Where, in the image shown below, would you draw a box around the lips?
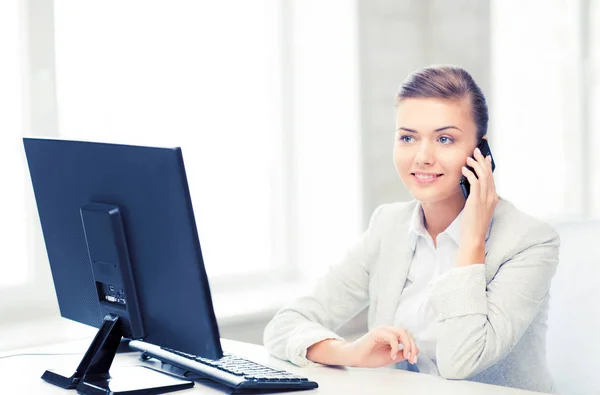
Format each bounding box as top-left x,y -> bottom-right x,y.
410,173 -> 443,180
411,173 -> 443,185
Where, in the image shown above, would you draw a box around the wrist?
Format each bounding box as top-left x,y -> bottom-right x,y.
456,241 -> 485,267
306,339 -> 351,366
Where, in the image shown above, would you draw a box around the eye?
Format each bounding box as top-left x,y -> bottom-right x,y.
439,136 -> 454,145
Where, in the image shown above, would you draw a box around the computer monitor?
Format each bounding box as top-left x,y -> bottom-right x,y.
23,138 -> 223,393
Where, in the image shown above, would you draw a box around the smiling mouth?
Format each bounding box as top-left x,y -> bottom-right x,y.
410,173 -> 443,180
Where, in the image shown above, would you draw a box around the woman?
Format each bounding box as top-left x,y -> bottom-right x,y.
264,67 -> 559,392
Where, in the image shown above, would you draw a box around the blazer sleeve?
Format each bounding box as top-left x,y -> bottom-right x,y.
263,206 -> 383,366
431,224 -> 560,379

=====

» **INSTRUCTION**:
Format the listing from the line containing "around the wrist?" through the end of the listing, inclusive, as a Markdown table with columns n and Line, one row per line and blank lines omitted.

» **FULL OUTPUT**:
| n | Line |
|---|---|
| 1 | Where, in the image shown above, would you draw a box around the wrist? |
| 2 | Format each bounding box as top-left x,y -> bottom-right x,y. |
| 3 | 456,241 -> 485,267 |
| 4 | 306,339 -> 351,366 |
| 5 | Where, in the image shown above, would you draw a box around the eye? |
| 6 | Format each bounding box as top-left x,y -> bottom-right x,y. |
| 7 | 439,136 -> 454,145 |
| 8 | Where, in the image shown above, would you draw a box around the computer monitor? |
| 9 | Format each bounding box as top-left x,y -> bottom-right x,y. |
| 10 | 23,138 -> 223,393 |
| 11 | Where, in the image shown above, would you draw a box around the smiling mouth? |
| 12 | Format each bounding box as top-left x,y -> bottom-right x,y. |
| 13 | 410,173 -> 443,180 |
| 14 | Where, in the image shown above, would you draw a box around the woman? |
| 15 | Format each bounding box as top-left x,y -> bottom-right x,y. |
| 16 | 264,67 -> 559,392 |
| 17 | Where, in the image shown above, would you draw a box around the blazer sleeve? |
| 18 | Format each bounding box as top-left x,y -> bottom-right x,y. |
| 19 | 263,206 -> 383,366 |
| 20 | 431,224 -> 560,379 |